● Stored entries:
☆ ☆ ☆ ☆ ☆ ☆ ☆
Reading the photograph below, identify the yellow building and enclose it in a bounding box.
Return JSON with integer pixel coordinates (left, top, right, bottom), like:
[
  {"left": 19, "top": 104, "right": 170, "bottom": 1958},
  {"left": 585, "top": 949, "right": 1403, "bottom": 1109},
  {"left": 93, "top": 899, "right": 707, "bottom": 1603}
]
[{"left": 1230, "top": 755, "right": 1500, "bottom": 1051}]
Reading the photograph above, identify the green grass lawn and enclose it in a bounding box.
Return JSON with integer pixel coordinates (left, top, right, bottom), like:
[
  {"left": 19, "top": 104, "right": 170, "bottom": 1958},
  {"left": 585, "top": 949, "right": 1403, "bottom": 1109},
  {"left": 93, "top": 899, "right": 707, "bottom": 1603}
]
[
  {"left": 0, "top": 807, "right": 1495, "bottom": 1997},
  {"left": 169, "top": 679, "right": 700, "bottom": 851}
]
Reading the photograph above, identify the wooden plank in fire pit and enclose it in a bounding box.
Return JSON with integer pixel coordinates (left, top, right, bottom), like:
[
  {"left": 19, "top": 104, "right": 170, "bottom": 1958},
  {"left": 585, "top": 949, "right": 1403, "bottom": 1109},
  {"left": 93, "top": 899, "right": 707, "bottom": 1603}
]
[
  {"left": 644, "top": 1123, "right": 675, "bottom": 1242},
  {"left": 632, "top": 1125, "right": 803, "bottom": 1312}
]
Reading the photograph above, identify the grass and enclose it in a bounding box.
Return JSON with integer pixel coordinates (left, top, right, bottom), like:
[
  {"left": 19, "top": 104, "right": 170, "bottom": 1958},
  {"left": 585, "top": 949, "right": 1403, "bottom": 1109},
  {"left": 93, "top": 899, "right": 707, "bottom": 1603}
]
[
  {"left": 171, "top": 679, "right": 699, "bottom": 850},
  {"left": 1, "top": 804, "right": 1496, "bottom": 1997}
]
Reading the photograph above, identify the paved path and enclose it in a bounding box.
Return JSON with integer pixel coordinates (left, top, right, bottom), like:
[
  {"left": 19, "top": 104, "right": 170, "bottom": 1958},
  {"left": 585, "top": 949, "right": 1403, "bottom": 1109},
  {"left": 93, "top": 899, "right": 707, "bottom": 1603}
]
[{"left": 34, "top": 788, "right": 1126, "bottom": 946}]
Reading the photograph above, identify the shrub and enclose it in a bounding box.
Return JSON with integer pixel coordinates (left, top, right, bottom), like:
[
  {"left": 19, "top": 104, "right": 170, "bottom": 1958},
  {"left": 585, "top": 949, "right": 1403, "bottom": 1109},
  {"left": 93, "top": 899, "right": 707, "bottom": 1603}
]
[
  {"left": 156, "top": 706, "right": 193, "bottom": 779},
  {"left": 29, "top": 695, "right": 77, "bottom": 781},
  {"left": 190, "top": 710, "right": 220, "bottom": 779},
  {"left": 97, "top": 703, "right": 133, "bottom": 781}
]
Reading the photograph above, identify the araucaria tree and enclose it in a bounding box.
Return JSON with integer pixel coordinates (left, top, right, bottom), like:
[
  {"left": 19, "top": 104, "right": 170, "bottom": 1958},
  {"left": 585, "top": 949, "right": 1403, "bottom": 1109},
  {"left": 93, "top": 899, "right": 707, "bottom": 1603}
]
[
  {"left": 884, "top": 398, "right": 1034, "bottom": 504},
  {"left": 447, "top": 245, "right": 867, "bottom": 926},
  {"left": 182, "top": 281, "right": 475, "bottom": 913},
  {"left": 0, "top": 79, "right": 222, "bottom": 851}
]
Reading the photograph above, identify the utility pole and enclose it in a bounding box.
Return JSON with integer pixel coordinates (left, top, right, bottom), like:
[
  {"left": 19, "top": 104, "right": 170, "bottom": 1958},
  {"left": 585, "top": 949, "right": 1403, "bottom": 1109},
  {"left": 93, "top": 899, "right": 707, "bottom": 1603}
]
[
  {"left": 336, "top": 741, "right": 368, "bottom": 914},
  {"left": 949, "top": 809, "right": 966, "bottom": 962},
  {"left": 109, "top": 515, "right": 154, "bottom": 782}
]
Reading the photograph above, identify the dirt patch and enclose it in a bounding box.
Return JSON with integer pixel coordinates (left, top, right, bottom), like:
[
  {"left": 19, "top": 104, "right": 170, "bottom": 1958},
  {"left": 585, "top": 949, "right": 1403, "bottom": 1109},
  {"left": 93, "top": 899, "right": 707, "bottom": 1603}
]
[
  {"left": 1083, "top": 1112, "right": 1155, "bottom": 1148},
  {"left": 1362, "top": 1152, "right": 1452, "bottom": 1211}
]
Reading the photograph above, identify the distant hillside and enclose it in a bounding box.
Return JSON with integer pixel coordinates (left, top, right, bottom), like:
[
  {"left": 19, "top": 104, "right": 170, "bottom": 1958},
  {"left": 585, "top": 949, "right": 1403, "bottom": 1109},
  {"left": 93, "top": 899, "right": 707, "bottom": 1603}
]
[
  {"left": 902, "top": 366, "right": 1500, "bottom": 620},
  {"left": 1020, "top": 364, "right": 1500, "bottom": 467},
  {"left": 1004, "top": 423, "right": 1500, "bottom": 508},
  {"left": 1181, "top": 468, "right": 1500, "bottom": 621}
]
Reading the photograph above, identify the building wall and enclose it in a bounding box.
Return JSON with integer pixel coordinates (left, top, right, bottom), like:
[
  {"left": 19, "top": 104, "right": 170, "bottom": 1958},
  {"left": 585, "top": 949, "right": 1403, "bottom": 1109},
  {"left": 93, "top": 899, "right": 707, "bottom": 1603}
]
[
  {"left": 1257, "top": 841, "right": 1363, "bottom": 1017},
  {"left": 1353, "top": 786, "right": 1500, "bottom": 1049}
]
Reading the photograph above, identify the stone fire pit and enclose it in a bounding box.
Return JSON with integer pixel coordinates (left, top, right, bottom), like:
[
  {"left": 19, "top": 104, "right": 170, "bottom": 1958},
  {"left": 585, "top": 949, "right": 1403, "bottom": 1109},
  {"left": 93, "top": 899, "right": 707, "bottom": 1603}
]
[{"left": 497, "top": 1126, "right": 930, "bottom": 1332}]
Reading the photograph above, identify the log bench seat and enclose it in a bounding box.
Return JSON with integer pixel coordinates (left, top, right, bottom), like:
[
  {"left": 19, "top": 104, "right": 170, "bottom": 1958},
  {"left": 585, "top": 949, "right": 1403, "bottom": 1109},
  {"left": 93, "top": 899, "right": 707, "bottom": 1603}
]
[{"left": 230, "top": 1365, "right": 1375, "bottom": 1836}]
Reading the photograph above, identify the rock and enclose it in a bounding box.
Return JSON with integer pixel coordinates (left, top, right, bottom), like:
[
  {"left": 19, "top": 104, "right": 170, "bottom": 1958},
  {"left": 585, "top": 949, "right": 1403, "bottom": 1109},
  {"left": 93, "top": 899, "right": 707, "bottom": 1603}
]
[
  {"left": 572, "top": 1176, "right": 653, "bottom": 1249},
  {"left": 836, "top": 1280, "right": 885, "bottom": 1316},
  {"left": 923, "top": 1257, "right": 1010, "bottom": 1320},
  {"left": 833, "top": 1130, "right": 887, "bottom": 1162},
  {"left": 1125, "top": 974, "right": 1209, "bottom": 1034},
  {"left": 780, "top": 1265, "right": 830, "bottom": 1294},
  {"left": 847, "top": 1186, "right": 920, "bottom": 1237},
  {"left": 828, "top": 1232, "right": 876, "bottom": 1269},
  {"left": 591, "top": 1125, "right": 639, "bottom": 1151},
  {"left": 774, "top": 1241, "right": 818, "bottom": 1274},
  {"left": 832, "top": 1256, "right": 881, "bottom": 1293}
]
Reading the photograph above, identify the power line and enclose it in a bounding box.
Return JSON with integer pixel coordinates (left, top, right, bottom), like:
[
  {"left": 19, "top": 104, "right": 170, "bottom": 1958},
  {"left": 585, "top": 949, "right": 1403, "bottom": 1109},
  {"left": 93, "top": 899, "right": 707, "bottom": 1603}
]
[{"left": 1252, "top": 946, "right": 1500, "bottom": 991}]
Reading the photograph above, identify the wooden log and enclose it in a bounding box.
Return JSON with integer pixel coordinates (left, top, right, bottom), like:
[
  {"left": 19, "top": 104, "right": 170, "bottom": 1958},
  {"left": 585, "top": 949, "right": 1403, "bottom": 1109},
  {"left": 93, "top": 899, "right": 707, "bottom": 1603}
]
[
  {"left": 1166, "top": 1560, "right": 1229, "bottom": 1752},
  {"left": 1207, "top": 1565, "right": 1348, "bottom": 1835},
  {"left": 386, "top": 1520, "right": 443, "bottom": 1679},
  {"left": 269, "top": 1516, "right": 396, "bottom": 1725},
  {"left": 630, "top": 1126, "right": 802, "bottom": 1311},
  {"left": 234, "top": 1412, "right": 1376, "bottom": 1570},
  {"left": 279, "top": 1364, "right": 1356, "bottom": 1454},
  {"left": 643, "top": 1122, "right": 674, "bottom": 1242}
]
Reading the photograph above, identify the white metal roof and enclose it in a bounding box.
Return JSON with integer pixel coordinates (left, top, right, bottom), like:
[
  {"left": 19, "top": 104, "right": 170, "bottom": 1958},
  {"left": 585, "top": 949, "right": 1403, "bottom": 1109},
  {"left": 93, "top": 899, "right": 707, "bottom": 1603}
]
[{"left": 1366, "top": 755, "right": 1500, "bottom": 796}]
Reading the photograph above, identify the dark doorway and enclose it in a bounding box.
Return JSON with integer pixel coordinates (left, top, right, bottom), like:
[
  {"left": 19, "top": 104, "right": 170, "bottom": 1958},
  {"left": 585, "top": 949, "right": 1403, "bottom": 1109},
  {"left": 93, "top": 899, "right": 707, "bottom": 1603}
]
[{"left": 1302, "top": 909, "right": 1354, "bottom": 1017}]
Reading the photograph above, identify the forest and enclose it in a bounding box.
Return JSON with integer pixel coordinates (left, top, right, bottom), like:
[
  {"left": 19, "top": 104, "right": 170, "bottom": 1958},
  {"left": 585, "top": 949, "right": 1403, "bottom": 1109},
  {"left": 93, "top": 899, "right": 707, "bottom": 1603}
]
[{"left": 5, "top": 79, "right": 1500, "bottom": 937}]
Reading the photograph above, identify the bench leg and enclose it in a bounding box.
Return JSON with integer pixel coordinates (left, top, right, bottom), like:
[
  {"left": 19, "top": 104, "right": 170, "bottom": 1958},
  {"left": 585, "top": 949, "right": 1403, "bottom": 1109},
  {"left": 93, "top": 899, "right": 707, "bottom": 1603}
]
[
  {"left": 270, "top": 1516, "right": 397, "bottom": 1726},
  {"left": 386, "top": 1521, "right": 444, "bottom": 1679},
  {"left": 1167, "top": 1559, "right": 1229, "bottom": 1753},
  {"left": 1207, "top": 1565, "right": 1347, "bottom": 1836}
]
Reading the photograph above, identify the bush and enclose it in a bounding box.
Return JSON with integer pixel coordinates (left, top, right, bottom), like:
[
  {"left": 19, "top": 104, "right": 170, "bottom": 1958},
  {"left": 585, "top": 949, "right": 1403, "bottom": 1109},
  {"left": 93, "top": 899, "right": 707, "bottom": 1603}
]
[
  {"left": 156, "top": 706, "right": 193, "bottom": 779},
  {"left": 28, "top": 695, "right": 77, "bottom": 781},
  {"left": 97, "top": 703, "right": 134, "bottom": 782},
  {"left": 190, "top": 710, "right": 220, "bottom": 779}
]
☆ ☆ ☆ ☆ ☆ ☆ ☆
● Task description:
Copy task for the entries above: every line with the string "grass".

● Exercise result:
Reading the photograph above, identify the green grass lawn and enclose it in a bounding box.
Reading the photograph above, identify the grass and enclose it in a bounding box.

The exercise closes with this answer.